* Your assignment *
Only the lines running from the line with "Reviewer note: confirm that each instance of the boulder" to the end of the records below belong in the answer, each copied exactly.

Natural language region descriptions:
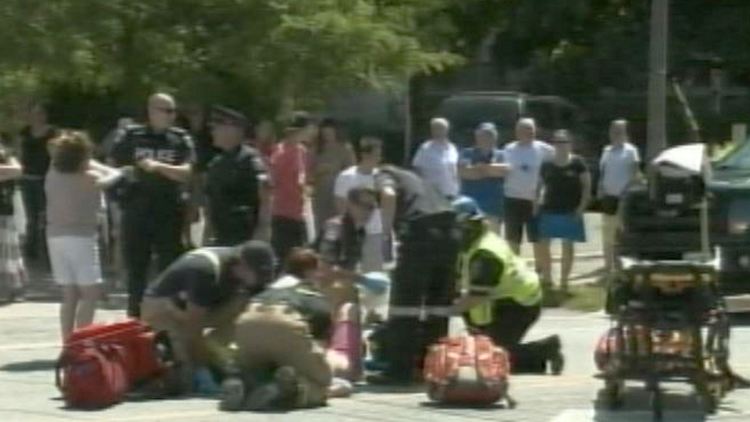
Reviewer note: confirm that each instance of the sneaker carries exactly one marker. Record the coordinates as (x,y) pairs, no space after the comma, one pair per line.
(556,359)
(263,397)
(232,398)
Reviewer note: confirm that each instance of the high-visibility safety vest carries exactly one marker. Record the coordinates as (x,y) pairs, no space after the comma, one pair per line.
(517,281)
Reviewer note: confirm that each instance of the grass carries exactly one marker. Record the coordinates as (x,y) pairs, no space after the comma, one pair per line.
(585,298)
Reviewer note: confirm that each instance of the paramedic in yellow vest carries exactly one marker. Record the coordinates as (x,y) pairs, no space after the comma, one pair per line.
(206,288)
(501,298)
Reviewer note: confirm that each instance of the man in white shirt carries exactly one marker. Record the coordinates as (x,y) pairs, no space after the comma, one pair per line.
(362,175)
(436,159)
(618,167)
(525,158)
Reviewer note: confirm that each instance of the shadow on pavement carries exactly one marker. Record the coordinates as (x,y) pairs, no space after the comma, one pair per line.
(491,408)
(682,405)
(30,366)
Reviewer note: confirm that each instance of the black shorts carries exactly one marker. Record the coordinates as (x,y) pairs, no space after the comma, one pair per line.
(519,213)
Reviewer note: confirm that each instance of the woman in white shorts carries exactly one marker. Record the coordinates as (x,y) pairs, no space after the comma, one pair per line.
(73,187)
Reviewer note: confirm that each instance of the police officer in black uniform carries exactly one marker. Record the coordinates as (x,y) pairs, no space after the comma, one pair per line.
(159,159)
(237,183)
(424,282)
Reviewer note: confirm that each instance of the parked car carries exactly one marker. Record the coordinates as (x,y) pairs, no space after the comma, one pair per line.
(468,109)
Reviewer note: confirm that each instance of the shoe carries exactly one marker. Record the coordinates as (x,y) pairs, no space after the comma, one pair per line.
(388,380)
(232,396)
(263,397)
(287,381)
(556,359)
(280,393)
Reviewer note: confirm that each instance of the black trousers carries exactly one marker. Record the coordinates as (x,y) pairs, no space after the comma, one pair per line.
(145,234)
(423,289)
(35,204)
(511,322)
(287,234)
(232,229)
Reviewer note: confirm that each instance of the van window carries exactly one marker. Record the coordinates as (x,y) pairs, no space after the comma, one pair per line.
(543,113)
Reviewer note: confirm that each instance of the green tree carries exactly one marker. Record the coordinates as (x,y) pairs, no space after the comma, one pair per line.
(262,54)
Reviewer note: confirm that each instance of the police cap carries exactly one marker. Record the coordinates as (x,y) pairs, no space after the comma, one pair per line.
(221,115)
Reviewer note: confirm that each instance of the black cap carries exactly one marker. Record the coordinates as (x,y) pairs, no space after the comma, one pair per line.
(227,116)
(259,256)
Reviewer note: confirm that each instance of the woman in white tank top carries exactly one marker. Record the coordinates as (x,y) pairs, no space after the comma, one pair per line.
(73,187)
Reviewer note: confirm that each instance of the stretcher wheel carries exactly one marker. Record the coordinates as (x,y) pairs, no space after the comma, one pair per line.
(614,391)
(657,404)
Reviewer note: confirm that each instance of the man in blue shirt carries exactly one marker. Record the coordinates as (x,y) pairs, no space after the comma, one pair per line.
(482,169)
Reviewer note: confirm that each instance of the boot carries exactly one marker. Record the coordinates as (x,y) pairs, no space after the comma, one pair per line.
(555,358)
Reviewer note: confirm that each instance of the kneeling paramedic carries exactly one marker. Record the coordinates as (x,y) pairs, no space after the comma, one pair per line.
(423,286)
(281,338)
(206,289)
(501,296)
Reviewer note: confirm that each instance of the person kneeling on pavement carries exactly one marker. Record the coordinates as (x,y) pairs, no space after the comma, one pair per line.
(501,296)
(281,339)
(206,288)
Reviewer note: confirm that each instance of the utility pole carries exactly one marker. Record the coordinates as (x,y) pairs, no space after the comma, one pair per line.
(657,82)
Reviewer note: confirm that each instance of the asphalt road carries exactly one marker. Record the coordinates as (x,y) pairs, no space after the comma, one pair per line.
(30,344)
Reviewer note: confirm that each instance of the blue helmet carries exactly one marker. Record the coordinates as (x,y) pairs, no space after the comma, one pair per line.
(467,209)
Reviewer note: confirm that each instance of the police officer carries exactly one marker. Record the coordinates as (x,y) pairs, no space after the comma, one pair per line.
(237,183)
(286,330)
(423,285)
(158,157)
(501,296)
(206,288)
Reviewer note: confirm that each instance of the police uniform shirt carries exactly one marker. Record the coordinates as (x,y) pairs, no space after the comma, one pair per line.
(341,242)
(192,278)
(205,151)
(172,146)
(232,182)
(415,198)
(311,305)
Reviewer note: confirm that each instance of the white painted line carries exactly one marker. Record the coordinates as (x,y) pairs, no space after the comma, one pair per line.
(30,346)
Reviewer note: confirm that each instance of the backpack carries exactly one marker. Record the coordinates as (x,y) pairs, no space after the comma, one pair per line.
(92,376)
(467,370)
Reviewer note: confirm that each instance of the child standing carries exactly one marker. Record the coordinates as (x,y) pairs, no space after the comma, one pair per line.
(12,269)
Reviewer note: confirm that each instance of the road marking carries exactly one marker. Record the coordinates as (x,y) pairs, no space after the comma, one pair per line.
(29,346)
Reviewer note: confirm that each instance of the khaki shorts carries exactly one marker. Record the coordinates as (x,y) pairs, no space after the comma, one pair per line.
(273,335)
(162,315)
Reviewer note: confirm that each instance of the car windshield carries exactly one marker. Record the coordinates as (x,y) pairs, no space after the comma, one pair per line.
(737,159)
(465,114)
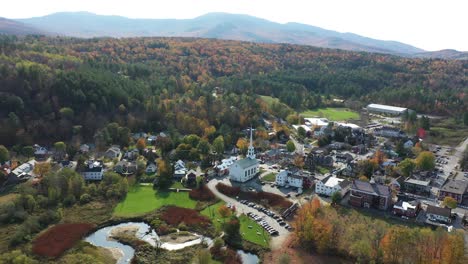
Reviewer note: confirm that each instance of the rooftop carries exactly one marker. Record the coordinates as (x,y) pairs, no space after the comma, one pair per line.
(455,186)
(387,107)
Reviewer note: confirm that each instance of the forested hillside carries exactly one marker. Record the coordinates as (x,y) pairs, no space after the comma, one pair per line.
(67,89)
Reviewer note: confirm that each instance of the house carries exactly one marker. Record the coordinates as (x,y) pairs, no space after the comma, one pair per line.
(93,171)
(344,158)
(408,144)
(391,132)
(25,170)
(417,186)
(179,165)
(456,189)
(40,153)
(438,214)
(367,195)
(131,154)
(294,178)
(191,178)
(245,169)
(84,148)
(331,184)
(113,152)
(318,158)
(126,167)
(408,209)
(151,168)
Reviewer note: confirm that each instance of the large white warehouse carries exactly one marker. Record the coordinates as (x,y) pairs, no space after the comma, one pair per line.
(386,109)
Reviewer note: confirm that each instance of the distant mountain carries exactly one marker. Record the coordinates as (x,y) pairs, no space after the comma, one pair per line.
(213,25)
(12,27)
(444,54)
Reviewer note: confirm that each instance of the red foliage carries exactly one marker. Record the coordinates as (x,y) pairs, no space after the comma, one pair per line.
(228,190)
(59,238)
(176,215)
(202,194)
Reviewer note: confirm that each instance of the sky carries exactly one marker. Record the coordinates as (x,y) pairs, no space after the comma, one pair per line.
(426,24)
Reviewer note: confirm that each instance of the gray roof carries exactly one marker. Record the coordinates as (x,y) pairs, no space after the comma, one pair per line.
(438,211)
(368,187)
(455,186)
(246,162)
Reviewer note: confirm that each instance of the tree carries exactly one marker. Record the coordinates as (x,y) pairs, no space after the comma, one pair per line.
(336,198)
(450,202)
(4,154)
(290,146)
(406,167)
(218,145)
(42,168)
(141,144)
(425,161)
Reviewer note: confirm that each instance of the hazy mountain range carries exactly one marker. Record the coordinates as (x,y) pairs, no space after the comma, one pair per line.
(212,25)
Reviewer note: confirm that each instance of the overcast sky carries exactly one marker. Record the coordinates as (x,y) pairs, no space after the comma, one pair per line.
(427,24)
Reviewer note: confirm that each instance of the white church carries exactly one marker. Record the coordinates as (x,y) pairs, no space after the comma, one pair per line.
(246,168)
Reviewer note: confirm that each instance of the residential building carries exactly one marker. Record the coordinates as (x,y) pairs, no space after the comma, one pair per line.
(417,186)
(245,169)
(408,209)
(386,109)
(113,152)
(367,195)
(331,184)
(456,189)
(93,171)
(294,178)
(438,214)
(125,167)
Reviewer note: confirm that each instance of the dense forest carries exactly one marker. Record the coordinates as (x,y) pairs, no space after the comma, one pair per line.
(68,89)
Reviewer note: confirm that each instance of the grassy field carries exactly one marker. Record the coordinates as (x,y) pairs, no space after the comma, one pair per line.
(446,131)
(249,234)
(143,199)
(270,177)
(332,114)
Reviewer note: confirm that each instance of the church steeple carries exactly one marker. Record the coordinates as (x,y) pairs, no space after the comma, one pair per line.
(251,151)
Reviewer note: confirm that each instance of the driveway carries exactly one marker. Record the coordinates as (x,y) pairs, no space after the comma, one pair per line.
(276,241)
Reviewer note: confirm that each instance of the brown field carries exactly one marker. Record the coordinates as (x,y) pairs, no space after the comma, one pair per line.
(176,215)
(59,238)
(202,194)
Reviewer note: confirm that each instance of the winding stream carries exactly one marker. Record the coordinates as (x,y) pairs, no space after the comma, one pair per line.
(101,238)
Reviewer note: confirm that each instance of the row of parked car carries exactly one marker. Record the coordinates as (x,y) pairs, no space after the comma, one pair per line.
(263,223)
(267,212)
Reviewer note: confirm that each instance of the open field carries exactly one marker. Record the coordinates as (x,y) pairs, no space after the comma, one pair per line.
(332,114)
(250,234)
(57,239)
(143,199)
(446,131)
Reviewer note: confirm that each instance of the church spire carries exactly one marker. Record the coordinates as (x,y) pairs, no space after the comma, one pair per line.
(251,151)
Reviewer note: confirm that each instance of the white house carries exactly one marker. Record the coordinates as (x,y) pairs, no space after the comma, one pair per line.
(408,144)
(331,184)
(93,171)
(245,169)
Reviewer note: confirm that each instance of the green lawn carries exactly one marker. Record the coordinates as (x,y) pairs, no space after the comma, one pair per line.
(142,199)
(249,234)
(332,114)
(270,177)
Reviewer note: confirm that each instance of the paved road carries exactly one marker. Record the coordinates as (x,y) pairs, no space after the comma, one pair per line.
(276,241)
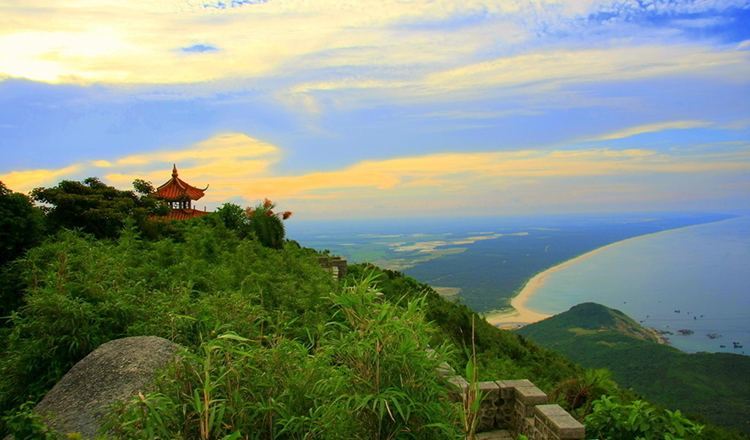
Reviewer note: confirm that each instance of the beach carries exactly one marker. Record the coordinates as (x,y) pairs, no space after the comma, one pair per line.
(520,315)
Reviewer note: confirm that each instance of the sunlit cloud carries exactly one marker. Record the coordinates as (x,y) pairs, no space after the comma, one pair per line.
(29,179)
(236,165)
(651,128)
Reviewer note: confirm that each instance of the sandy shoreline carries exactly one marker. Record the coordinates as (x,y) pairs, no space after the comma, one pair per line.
(520,315)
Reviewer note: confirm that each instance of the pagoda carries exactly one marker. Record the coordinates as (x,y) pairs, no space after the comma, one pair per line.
(179,195)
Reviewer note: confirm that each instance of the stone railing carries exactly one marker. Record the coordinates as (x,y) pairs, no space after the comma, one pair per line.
(337,265)
(517,407)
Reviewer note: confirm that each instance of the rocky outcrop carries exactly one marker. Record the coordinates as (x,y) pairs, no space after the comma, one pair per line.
(117,370)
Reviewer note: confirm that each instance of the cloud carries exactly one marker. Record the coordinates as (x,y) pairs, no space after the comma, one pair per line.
(199,48)
(223,161)
(238,167)
(651,128)
(24,181)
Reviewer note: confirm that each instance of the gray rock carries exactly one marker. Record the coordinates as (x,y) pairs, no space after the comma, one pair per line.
(117,370)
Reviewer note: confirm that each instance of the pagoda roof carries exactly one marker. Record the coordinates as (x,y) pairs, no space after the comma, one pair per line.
(178,189)
(184,214)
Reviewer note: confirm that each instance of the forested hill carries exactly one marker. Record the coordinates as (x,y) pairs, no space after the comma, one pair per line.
(272,344)
(716,385)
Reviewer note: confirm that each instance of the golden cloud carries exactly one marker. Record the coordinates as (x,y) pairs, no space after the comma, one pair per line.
(236,165)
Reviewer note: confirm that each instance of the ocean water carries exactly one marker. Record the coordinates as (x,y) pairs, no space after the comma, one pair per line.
(695,278)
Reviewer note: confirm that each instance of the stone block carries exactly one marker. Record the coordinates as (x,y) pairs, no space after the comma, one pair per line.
(495,435)
(490,391)
(531,395)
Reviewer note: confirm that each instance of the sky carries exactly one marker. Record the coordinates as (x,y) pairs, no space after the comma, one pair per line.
(395,108)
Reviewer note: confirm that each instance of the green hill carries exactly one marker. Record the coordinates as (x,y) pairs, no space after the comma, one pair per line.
(715,385)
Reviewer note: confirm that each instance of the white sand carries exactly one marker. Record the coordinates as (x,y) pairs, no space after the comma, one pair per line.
(519,314)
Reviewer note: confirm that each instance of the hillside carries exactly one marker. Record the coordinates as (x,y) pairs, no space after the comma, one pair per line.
(716,385)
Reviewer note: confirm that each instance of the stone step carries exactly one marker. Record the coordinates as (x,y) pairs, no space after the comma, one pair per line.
(495,435)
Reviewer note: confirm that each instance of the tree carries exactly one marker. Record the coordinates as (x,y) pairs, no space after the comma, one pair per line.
(266,225)
(579,393)
(21,228)
(21,224)
(638,420)
(97,208)
(234,218)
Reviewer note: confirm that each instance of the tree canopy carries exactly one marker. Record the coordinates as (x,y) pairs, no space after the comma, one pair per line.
(95,207)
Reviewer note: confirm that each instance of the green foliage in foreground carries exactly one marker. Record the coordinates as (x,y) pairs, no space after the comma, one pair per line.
(715,385)
(638,420)
(369,376)
(274,348)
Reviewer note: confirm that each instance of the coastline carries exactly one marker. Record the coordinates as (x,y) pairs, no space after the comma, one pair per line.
(519,315)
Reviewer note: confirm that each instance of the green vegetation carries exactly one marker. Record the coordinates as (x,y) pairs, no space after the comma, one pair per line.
(274,348)
(715,385)
(614,421)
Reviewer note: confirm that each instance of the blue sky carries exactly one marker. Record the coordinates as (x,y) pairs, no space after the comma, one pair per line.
(340,108)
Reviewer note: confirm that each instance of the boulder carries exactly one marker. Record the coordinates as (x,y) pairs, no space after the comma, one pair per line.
(117,370)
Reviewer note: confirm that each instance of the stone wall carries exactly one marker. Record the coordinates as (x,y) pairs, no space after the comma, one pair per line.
(337,265)
(518,407)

* Solution to this task *
Reviewer note: confirm that each instance of the boulder carries exactly one marker. Record the coordinates as (x,y) pairs, no space after the comma, one pair per line.
(117,370)
Reviewer note: confirm that each instance of the stone wall carries exactly one marker. Record the coordinates as (x,y) pairs, no space after the comma, one pair per line.
(337,265)
(518,407)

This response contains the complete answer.